* _Data shown_
============================================================
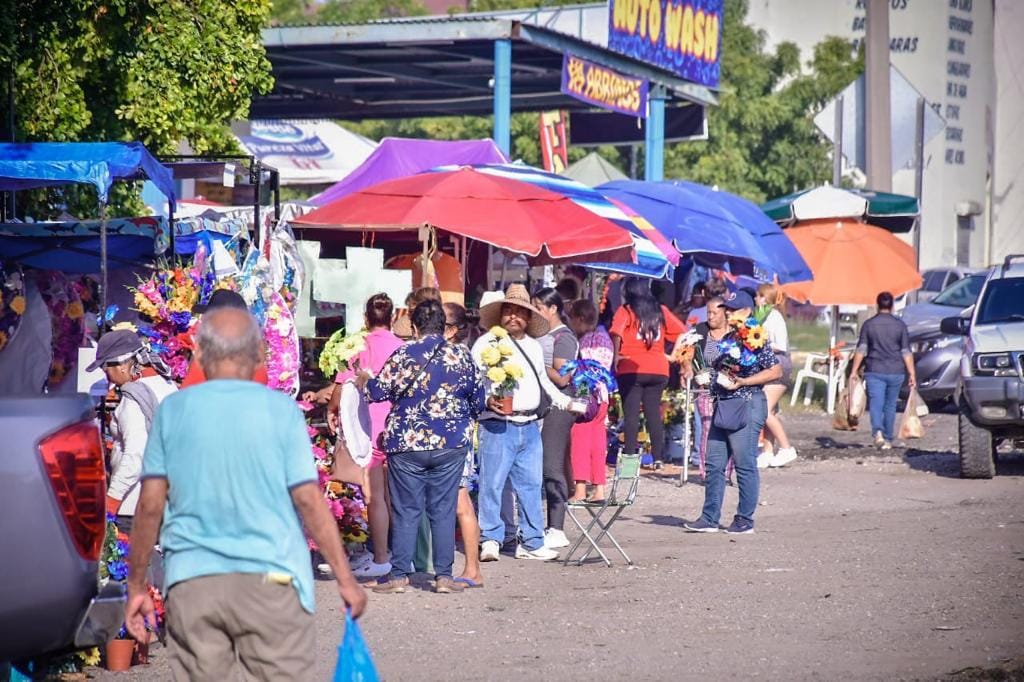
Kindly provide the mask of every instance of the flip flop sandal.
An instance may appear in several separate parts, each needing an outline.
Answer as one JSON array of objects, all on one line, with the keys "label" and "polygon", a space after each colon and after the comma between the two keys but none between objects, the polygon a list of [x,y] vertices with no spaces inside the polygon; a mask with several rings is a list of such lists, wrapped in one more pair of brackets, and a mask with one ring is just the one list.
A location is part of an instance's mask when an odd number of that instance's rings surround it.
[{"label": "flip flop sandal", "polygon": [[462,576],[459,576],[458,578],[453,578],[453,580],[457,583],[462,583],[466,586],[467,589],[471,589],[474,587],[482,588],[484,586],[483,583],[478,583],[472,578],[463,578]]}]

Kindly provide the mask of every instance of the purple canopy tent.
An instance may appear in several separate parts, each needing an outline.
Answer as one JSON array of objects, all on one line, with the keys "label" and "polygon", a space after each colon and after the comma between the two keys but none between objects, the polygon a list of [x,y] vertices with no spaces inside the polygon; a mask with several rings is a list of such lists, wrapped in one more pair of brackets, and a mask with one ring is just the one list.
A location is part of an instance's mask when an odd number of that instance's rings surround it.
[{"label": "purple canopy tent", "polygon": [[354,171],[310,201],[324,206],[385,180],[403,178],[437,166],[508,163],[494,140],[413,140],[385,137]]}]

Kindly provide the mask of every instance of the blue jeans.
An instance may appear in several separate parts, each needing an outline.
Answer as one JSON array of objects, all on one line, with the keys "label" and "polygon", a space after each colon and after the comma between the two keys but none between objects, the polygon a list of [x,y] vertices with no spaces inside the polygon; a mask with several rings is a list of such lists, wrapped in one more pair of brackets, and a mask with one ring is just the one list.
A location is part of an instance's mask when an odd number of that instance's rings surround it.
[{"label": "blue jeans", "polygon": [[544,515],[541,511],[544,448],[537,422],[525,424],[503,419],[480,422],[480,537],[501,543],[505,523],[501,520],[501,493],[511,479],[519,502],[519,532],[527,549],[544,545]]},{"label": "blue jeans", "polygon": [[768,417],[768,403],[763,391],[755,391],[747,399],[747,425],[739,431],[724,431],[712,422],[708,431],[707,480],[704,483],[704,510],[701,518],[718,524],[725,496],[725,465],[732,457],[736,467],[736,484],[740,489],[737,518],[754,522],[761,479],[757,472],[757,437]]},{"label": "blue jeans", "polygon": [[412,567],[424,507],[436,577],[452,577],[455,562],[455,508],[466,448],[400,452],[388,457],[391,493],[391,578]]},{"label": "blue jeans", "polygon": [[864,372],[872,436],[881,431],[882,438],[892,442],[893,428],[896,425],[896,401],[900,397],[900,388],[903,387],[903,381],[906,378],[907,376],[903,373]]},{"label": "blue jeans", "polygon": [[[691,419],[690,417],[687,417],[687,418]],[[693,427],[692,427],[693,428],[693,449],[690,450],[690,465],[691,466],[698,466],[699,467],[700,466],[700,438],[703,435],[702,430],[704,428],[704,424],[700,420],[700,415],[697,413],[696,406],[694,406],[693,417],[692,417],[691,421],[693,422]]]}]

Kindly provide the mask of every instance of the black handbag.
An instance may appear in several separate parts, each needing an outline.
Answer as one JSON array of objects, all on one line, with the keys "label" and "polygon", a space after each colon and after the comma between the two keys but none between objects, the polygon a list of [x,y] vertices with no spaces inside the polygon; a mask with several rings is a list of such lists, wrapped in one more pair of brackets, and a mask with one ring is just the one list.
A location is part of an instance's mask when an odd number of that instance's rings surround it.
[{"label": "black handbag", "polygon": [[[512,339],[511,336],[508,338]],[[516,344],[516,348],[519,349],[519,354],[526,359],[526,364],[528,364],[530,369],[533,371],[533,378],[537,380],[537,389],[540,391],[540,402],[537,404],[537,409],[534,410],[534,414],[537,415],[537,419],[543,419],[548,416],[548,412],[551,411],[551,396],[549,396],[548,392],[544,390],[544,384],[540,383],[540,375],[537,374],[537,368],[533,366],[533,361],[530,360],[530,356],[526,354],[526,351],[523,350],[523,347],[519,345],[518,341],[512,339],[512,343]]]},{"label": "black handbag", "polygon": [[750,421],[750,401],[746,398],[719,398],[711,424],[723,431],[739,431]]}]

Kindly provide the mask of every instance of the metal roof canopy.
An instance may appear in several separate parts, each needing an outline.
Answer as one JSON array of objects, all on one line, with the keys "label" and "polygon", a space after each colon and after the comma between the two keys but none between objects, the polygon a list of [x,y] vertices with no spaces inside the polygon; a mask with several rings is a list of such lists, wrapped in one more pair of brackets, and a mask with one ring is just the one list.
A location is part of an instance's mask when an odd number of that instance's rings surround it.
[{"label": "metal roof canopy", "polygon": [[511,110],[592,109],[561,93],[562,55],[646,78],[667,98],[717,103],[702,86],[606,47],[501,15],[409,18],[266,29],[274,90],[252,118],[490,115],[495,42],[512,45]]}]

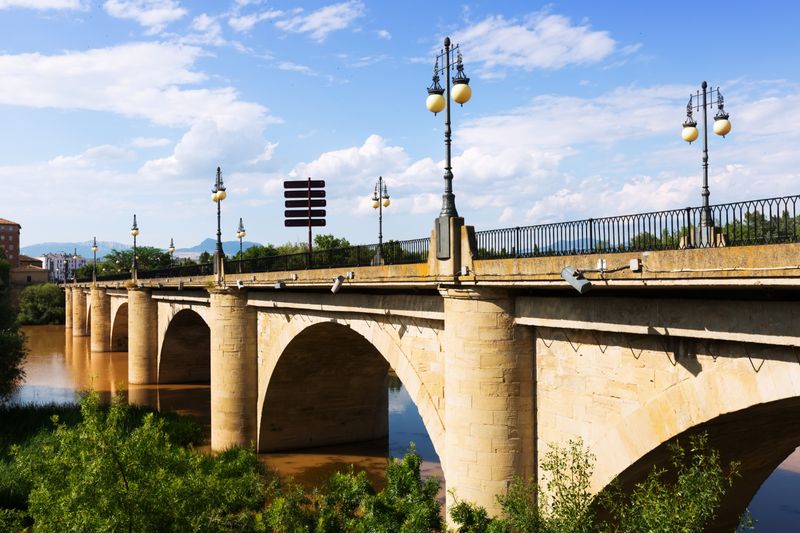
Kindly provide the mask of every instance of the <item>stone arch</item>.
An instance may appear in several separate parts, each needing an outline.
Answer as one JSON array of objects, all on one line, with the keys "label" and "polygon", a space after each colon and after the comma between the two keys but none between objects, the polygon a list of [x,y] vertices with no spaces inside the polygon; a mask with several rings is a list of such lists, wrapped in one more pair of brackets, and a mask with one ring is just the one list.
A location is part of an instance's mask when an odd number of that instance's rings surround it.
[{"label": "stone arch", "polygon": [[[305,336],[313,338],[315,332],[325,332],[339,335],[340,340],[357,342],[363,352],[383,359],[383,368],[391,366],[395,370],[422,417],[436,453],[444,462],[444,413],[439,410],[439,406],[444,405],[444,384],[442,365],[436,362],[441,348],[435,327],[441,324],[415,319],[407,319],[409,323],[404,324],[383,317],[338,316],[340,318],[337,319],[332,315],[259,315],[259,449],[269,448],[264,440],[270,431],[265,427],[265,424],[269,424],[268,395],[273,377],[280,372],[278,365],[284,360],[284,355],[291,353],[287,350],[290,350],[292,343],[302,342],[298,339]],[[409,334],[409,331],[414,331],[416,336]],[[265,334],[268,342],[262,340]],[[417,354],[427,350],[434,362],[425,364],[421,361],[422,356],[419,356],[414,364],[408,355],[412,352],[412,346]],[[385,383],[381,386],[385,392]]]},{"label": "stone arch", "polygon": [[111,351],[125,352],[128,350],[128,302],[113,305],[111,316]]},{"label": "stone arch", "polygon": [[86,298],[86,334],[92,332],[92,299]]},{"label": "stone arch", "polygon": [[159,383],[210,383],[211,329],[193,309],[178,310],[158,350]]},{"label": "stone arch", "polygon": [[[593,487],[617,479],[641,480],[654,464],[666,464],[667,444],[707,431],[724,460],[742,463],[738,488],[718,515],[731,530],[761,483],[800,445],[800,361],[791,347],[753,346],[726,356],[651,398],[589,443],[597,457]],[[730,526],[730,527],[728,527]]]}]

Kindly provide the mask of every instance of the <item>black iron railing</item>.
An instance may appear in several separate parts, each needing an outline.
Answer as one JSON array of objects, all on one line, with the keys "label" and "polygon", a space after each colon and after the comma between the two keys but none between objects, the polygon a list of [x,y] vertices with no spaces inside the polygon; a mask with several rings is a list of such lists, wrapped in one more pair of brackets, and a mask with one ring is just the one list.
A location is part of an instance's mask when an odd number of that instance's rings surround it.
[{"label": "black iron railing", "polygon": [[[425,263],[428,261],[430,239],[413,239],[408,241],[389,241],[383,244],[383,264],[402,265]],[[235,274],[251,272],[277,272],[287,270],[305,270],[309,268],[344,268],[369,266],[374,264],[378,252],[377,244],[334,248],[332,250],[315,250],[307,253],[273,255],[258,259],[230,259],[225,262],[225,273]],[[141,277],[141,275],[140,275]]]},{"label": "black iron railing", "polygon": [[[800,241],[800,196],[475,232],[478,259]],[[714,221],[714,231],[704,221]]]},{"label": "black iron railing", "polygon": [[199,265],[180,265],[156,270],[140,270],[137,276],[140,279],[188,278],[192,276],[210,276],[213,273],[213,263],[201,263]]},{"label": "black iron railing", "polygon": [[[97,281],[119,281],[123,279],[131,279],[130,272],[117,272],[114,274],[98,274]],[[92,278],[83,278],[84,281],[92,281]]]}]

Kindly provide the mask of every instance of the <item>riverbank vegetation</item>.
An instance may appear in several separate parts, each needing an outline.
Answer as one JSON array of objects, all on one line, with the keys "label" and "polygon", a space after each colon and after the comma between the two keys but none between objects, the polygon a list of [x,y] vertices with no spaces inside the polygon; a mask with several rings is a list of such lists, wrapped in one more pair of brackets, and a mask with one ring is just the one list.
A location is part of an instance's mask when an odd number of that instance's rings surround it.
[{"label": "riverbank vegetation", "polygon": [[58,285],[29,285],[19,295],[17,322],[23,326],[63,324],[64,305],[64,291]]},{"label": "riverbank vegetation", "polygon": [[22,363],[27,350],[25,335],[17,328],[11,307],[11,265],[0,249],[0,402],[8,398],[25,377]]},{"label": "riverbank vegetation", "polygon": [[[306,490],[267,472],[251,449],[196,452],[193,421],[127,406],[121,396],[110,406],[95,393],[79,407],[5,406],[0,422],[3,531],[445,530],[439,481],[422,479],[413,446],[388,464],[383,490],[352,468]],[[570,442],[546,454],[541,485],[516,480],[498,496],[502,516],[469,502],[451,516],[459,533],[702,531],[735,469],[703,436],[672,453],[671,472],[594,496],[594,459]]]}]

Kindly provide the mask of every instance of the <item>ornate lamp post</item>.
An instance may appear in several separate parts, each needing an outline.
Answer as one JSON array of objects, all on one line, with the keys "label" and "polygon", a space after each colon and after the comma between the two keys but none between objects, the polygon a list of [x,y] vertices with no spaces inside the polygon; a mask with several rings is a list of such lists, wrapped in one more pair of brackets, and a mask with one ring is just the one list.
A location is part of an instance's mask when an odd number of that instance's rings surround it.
============================================================
* _What you should do_
The lines in the records above that include the word "every" must be copied out.

* _Answer space_
Kindly provide the mask of every instance of the flip flop sandal.
Kindly provide the mask of every instance of the purple canopy tent.
Kindly provide the mask of every instance of the blue jeans.
Kindly provide the mask of every instance of the black handbag.
Kindly provide the mask of every instance of the metal roof canopy.
Kindly provide the mask of every instance of the <item>stone arch</item>.
Kindly provide the mask of every instance of the <item>black iron railing</item>.
Kindly provide the mask of every instance of the <item>riverbank vegetation</item>.
Kindly provide the mask of every instance of the <item>ornate lamp post</item>.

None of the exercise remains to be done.